Birçok alan için disiplin mi yoksa esaslı bir bilim mi tartışması uzmanları tarafından mütemadiyen yapılır. Herhangi bir alanda çalışanların, ilgili mecralarda kalem oynatan, fikir beyan eden entelijansiya ve akademisyenlerin bu doğrultudaki çabaları hep olagelmiştir. Muhtemelen bulundukları zeminin kayganlığından veyahut endişelerini zapt edemediklerinden çalıştıkları bağlamı ölçülebilir düzeyde istikrarlı hale getirmeye, objektiviteye yaklaştırarak bilimsellik kazandırmaya, imkân dâhilinde pozitif bilimlere benzetmek amacıyla eğilim oluşturmaya çabalamaktadırlar. Uluslararası İlişkiler’de bu tartışmalara dâhildir.                  

Uluslararası İlişkiler diğer tüm sosyal ve pozitif bilimlerden temelde özel bir iddia ile ayrılır. Bu öyle bir meydan okumadır ki insanın özünü ve tabiatını sorgulamayı zorunlu kılar. Bu çabalar içerisinde felsefi hermenötik, destekleyici şekilde referans alınarak teorik yapıtaşları güçlendirilir. “Sorunu olduğu gibi anlamaya mı yoksa olması gerektiği gibi çözmeye mi çalışan” tartışması bir tarafa, kadim toplulukların ilk ortaya çıkışlarından itibaren büyük bir mesele olan görünür örgütlü şiddeti, yani savaşı “insan tabiatının” rengindeki niyetiyle, salt mayasıyla birlikte bu disiplin anlamaya çalışır. Savaşları “tabii insan davranışlarıyla” olabildiğince örtüştürerek uyumlulaştırmaya gayret eder. Özünde insan iyi ise şayet devletlerde barışçıl politikaları sergileme doğrultusunda tercihlerini kullanacaktır varsayımları yapılır.       

Savaşın tarihi insanın ki kadar eski bir maziye dayanır. Tam da bu yüzden bazı düşünürler savaşların kaçınılmaz olduğunu belirterek azaltılmasına yönelik teoriler geliştirmiştir. Savaşların zenginliğin bir kaynağı, hatta devletlerin oluşumunun bile nedeni olduğunu belirten düşünürler çıkmıştır. Bunun dışında insan hakları ve eşitliğin önemsendiği devletlerin bulunduğu bir dünyada, yani demokratik veyahut “cumhuriyetçi” toplumlarda “meşru şiddet” kullanımı dışındaki savaşın hiç olmayacağını veyahut istisnalardan müteşekkil şekilde vuku bulacağını yazanlarda ortaya çıkmıştır.

##########

## Alıştırmalar
1 – Uluslararası İlişkiler üzerine metne göre teorik yapıtaşları neyin referans alınmasıyla güçlendirilir?
2 – Aşağıdaki ifadelerin Uluslararası İlişkiler üzerine metinle uyuşup uyuşmadığını belirtin ve her biri için metinden belirleyici sözleri aynen alıntılayın.
(a) Bazı düşünürler savaşların kaçınılmaz olduğunu ileri sürmüştür.
(b) Uluslararası İlişkiler, disiplin mi yoksa bilim mi tartışmasının dışında kalır.
(c) Savaşları zenginliğin bir kaynağı olarak gören hiçbir düşünür çıkmamıştır.
3 – Uluslararası İlişkiler ve savaş üzerine metni, son cümlesinden sonra aynı üslupla sürdürün.

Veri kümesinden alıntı

##########

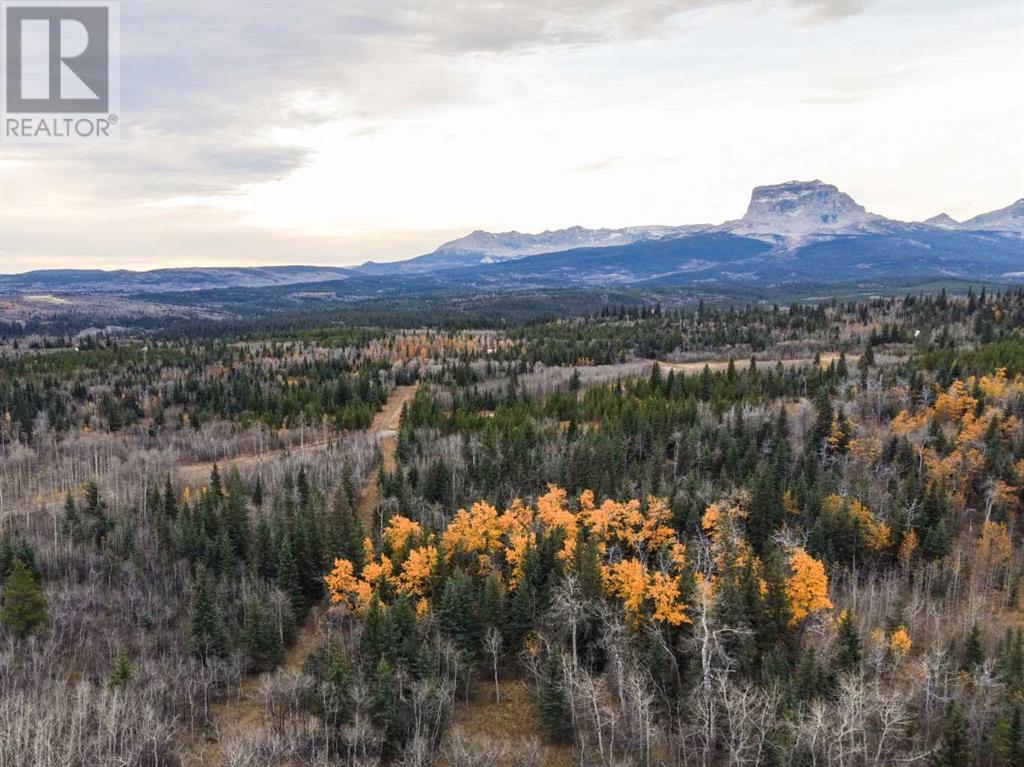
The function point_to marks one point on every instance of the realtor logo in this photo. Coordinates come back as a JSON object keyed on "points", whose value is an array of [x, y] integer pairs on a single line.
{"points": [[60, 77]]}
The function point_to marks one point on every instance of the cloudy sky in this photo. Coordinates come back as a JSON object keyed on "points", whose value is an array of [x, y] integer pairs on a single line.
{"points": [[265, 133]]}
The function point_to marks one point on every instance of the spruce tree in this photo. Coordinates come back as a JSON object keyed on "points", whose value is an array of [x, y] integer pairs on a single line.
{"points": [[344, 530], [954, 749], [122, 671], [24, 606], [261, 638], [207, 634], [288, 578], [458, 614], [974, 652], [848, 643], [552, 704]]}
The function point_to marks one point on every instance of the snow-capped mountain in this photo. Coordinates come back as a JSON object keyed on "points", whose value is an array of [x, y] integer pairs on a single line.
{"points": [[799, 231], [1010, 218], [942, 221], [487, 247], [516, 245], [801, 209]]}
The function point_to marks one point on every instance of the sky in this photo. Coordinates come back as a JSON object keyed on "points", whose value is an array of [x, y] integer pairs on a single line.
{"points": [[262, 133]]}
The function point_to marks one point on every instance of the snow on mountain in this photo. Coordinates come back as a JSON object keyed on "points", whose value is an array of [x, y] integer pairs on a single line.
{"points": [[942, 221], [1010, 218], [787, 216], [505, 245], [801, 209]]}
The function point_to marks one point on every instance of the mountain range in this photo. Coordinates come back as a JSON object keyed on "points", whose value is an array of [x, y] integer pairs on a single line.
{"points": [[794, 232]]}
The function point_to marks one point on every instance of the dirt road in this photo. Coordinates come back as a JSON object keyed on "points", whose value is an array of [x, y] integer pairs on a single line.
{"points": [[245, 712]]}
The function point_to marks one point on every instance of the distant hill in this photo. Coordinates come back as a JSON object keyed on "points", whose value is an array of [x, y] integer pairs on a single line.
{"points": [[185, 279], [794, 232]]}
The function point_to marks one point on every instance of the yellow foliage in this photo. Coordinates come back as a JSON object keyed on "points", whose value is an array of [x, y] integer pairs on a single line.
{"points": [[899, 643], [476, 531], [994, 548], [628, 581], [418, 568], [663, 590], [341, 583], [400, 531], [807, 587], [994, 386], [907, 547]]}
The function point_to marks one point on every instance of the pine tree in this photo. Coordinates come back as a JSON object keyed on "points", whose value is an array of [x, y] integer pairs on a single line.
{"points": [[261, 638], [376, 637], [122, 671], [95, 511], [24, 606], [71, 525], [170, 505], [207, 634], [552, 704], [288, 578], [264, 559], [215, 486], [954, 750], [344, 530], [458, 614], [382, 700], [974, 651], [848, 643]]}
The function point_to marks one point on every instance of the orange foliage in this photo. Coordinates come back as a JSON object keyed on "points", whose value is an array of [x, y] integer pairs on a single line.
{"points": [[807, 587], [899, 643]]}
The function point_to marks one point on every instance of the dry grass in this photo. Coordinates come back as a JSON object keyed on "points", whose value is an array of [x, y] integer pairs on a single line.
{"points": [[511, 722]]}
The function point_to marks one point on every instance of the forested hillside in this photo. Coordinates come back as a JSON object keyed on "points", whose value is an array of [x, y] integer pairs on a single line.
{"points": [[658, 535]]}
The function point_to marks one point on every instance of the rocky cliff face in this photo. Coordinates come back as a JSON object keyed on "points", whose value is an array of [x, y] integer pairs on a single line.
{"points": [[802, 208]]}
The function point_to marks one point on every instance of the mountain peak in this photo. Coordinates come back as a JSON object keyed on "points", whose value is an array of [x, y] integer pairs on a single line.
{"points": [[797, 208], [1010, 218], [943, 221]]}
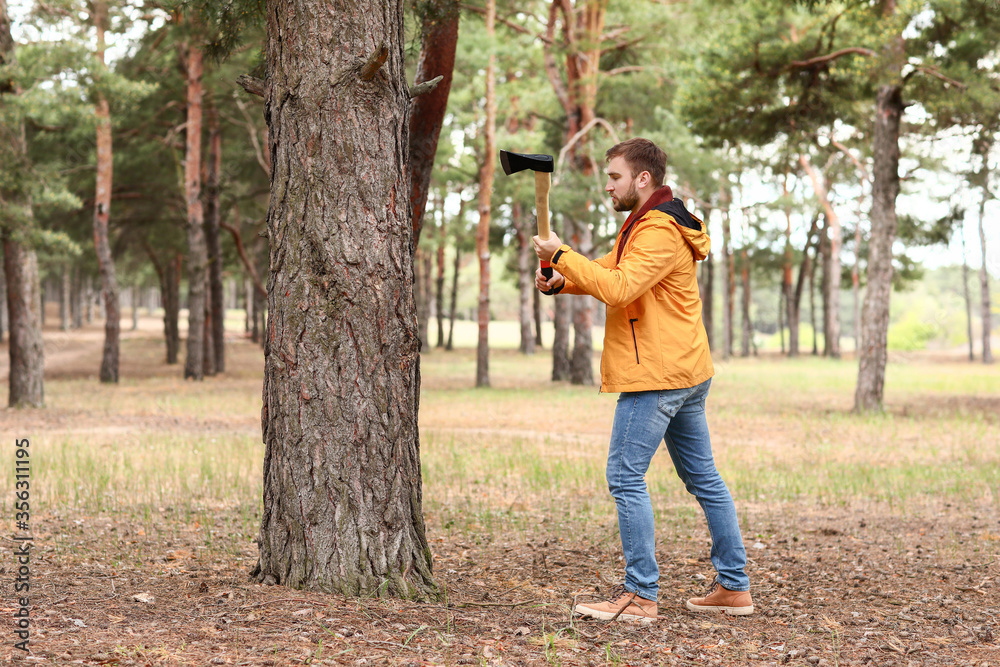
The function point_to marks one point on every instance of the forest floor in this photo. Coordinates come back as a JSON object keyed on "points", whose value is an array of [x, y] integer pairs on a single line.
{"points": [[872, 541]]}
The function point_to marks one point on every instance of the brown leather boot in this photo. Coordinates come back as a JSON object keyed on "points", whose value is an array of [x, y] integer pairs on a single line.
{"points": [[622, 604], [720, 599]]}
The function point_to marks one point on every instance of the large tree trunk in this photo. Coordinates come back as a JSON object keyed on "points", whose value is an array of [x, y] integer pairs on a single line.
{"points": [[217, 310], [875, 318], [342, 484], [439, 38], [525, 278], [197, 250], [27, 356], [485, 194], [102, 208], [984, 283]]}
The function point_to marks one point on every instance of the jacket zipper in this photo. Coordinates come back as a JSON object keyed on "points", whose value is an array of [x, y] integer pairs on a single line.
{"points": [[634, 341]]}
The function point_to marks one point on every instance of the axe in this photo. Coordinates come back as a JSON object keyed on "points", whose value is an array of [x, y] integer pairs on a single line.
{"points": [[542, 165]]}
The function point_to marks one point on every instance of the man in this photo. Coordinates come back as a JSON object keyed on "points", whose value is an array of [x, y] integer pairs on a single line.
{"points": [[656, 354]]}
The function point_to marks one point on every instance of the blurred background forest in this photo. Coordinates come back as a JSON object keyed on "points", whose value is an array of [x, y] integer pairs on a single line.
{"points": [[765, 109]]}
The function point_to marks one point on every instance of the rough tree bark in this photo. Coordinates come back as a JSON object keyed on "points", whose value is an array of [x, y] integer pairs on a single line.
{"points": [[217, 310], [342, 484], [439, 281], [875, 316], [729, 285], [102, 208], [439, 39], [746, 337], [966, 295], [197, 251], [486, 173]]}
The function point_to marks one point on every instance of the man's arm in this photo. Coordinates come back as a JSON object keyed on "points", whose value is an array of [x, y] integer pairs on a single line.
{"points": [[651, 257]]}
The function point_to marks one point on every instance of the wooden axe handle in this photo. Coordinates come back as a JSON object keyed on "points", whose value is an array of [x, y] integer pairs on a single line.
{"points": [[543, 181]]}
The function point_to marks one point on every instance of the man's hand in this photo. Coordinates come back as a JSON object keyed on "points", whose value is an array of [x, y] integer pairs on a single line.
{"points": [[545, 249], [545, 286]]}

##########

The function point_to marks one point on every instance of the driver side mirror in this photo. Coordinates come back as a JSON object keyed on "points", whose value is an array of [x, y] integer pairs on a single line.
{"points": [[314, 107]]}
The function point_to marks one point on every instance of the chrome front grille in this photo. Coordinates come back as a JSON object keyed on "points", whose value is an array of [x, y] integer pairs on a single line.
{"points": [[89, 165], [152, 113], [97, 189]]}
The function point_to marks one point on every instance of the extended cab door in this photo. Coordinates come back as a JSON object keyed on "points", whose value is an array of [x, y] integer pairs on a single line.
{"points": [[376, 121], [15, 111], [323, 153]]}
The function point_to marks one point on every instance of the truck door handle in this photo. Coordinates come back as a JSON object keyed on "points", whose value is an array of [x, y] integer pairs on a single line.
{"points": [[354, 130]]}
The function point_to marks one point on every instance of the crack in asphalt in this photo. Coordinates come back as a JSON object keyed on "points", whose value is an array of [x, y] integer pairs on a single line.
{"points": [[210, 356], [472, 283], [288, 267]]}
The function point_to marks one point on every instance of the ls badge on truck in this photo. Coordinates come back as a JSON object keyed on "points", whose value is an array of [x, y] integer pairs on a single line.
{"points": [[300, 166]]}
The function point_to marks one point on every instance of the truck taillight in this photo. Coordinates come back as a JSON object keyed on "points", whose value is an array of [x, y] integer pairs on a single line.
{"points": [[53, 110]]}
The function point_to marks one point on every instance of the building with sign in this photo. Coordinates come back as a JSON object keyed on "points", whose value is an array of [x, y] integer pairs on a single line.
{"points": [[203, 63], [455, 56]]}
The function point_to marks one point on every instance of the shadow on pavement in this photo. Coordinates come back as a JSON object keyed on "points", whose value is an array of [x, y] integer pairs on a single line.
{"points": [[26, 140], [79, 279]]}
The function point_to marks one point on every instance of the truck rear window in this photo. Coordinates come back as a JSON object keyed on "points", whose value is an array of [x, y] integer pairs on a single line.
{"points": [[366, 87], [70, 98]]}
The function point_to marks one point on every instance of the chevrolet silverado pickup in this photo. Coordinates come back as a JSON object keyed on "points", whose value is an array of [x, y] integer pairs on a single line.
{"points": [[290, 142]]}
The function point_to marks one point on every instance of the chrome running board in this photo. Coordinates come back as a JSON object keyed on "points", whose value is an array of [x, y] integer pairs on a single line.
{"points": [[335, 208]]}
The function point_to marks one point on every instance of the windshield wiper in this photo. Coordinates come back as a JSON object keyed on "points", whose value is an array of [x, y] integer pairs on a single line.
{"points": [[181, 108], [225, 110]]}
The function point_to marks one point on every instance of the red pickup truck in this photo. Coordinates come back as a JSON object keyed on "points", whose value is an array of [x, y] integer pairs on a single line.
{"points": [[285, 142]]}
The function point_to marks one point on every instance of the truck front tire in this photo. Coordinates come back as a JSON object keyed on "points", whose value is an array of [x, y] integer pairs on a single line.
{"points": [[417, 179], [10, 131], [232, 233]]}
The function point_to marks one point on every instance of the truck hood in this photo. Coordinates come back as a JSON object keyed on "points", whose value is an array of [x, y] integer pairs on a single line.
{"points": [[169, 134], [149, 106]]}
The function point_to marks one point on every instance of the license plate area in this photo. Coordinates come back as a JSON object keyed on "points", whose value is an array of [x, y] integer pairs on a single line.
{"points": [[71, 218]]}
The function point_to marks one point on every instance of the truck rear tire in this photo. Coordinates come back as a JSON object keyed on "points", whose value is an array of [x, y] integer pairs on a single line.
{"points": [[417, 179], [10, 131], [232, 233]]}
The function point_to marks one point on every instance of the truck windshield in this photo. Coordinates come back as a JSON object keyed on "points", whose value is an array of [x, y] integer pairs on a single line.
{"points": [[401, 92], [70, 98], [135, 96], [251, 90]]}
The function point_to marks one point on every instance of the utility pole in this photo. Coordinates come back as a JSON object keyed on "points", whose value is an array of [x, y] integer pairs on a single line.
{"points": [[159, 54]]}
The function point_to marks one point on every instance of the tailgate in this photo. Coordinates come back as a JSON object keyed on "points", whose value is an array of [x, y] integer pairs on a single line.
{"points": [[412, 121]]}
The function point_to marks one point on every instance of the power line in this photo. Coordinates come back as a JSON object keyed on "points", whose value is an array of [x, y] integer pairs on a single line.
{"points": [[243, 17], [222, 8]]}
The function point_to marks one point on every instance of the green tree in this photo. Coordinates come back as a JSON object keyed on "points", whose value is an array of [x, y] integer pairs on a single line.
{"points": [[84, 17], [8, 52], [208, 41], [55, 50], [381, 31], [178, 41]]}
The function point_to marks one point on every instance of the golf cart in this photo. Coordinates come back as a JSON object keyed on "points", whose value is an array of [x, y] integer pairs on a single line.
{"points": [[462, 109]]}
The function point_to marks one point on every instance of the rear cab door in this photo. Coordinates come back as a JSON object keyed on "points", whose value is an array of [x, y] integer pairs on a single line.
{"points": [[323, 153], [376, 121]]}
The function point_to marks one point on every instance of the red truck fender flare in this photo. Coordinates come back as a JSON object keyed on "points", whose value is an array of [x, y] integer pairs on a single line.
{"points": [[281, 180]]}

##########

## Yanıtlar
1 – Felsefi hermenötiğin destekleyici şekilde referans alınmasıyla.

2 –
(a) Evet: "bazı düşünürler savaşların kaçınılmaz olduğunu belirterek azaltılmasına yönelik teoriler geliştirmiştir."
(b) Hayır: "Uluslararası İlişkiler’de bu tartışmalara dâhildir."
(c) Hayır: "Savaşların zenginliğin bir kaynağı, hatta devletlerin oluşumunun bile nedeni olduğunu belirten düşünürler çıkmıştır."

3 –
“İnsan özünde iyidir ya da kötüdür” tartışması esasında bir kısır döngüyü andırır. Bu motto çıkarımları beyin fırtınası havuzunda pişirilerek literatür genişletilmiş ve bir kurucu tartışma mahiyetinde önemli açılımlara zemin oluşturulmuştur. Devletlerin doğrudan ya da uluslararası kurum ve rejimler aracılığıyla birbirleri ile kurdukları ticari ve siyasi ilişkilerin bir karşılıklı bağımlılık oluşturarak “anarşik” ortamdaki güvenlik kaygılarını bastıracağı da dillendirilmiştir.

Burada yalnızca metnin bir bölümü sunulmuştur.